» **Problem**: Give back only the lines in the records below from the one with "# mark one dot per instance, written like column 330, row" to the one with "# mark one dot per instance, written like column 374, row", both inclusive, word for word.

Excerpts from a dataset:
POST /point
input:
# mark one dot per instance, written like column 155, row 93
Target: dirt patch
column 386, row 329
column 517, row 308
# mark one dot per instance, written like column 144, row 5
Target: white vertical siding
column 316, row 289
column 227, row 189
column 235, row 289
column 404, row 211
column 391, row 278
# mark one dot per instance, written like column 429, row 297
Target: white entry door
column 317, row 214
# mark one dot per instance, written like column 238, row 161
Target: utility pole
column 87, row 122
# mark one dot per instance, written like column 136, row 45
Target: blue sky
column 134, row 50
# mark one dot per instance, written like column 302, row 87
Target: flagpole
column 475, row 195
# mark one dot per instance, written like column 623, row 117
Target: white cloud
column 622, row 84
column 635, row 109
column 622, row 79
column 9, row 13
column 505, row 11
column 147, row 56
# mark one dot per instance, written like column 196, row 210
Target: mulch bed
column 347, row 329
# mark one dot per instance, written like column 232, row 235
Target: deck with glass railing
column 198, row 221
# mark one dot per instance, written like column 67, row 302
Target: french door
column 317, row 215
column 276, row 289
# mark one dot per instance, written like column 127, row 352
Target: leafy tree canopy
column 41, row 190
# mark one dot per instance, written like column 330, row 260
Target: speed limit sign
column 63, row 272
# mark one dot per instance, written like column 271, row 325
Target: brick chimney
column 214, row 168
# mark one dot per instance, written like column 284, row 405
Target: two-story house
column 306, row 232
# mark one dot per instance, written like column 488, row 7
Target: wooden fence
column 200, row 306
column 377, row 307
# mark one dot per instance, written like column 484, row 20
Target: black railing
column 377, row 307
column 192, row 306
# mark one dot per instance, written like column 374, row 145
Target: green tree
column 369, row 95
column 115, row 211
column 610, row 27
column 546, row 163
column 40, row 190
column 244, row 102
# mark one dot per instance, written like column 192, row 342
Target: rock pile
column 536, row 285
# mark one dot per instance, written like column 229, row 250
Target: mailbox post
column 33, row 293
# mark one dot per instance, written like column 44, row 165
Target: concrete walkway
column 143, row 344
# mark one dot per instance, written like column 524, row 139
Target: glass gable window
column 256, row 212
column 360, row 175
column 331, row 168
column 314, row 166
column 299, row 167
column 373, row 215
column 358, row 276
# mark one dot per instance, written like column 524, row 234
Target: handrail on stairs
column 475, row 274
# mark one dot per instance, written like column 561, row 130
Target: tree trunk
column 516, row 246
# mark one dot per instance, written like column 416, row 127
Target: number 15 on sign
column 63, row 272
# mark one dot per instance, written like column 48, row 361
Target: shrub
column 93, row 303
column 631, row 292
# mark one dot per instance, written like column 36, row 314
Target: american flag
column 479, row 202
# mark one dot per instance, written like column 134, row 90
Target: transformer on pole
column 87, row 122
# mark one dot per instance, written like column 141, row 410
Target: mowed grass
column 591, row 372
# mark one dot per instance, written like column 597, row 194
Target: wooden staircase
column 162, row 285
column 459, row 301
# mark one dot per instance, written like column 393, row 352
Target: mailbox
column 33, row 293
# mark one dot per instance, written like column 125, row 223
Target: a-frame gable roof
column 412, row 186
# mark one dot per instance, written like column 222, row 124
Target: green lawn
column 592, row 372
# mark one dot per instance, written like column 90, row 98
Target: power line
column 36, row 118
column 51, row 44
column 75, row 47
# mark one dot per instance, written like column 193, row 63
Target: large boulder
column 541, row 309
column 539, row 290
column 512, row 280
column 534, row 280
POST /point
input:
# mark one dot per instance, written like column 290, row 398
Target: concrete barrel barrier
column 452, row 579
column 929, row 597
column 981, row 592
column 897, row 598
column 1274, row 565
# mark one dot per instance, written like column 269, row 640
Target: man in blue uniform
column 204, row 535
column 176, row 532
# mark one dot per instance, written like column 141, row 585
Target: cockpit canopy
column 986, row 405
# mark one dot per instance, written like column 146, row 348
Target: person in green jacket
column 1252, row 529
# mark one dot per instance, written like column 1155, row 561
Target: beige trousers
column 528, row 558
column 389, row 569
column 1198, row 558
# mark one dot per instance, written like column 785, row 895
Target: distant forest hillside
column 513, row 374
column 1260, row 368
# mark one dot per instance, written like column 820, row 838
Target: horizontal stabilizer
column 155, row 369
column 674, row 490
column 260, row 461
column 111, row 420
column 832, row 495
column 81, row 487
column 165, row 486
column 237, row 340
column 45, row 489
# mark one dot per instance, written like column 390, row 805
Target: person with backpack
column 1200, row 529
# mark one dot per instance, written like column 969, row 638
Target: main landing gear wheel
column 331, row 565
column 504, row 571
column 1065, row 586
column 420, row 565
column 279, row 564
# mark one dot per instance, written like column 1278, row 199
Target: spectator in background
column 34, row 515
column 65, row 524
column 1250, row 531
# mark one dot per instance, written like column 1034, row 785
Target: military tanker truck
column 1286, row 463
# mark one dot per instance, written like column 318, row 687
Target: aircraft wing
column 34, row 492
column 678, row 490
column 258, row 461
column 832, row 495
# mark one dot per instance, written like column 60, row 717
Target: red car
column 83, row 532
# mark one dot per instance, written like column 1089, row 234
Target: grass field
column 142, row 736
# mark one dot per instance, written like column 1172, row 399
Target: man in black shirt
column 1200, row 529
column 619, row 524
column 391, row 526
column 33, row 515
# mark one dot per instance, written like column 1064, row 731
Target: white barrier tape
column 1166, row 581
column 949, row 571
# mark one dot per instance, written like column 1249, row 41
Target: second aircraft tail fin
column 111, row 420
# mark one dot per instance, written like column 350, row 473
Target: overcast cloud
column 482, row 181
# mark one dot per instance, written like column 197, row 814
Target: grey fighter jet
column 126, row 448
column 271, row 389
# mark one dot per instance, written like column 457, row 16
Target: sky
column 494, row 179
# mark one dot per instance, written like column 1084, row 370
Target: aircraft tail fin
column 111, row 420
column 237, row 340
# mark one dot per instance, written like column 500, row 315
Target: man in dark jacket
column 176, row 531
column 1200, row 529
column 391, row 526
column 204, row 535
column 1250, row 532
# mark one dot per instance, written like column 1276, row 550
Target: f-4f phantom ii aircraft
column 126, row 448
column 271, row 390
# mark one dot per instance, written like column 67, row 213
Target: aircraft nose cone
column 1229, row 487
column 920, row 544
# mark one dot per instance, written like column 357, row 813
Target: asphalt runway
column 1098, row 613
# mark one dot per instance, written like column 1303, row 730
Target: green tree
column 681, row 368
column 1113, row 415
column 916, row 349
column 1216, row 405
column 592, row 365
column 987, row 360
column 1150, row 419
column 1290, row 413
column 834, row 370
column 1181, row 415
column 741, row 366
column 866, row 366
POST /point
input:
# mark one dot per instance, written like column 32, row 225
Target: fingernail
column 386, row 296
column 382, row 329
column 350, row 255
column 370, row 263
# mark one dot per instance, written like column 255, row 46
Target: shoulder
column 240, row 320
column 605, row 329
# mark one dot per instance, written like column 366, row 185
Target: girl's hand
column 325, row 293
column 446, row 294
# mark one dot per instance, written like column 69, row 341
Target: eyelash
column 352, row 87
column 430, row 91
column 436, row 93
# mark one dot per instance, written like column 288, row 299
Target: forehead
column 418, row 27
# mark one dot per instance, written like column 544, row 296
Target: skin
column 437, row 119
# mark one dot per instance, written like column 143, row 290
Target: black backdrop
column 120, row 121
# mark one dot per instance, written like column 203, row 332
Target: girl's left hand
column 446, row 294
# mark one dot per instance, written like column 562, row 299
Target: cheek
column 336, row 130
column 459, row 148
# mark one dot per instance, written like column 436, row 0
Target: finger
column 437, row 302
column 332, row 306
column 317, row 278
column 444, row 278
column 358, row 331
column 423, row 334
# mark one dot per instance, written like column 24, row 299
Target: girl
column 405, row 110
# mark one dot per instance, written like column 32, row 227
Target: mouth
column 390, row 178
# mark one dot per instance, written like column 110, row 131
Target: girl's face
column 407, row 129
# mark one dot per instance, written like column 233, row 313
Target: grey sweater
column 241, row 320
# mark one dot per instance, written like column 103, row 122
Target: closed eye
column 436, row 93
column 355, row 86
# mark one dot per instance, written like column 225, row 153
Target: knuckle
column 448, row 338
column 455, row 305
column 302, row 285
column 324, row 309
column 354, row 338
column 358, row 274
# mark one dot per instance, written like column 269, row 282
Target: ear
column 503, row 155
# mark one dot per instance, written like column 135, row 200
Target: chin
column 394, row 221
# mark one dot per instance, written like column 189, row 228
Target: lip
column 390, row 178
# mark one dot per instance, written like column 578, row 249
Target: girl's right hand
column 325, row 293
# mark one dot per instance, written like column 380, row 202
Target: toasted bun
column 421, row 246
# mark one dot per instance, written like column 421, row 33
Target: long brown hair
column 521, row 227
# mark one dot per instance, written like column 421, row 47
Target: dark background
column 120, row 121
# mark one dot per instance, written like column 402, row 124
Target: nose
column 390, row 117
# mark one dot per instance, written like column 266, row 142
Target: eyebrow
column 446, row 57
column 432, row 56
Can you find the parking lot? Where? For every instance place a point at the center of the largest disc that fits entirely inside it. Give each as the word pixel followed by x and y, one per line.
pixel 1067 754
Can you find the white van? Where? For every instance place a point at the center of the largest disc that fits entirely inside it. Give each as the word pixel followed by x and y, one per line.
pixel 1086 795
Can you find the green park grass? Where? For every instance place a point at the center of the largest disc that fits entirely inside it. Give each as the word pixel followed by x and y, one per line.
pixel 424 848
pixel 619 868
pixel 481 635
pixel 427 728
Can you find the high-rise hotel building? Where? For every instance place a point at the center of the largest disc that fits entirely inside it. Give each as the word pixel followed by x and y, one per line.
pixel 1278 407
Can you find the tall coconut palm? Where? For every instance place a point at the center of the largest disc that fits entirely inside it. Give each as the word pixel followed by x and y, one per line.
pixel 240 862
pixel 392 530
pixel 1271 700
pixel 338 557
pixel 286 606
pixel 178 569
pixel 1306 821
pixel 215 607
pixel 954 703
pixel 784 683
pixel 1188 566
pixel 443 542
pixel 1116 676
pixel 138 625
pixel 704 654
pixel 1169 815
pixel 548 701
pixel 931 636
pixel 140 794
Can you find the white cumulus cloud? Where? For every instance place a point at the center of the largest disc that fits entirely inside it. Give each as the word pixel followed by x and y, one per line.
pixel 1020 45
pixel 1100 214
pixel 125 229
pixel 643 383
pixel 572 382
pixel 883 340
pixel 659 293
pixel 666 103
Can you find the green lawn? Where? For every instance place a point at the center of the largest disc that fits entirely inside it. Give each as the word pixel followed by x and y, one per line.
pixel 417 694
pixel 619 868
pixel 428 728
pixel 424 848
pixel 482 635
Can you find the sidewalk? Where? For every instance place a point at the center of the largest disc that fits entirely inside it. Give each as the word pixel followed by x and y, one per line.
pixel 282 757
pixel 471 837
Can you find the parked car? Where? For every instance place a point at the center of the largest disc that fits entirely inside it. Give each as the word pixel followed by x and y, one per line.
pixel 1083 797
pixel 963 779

» **Exercise result**:
# mark one dot per instance, written like column 330, row 260
Target: speed limit sign
column 63, row 272
# mark one dot per instance, written like column 271, row 325
Target: brick chimney
column 214, row 168
# mark one dot per instance, written like column 284, row 405
Target: two-story house
column 306, row 232
# mark one dot per instance, written like column 488, row 7
Target: wooden fence
column 200, row 306
column 377, row 307
# mark one dot per instance, written like column 484, row 20
Target: black railing
column 377, row 307
column 192, row 306
# mark one dot per instance, written like column 374, row 145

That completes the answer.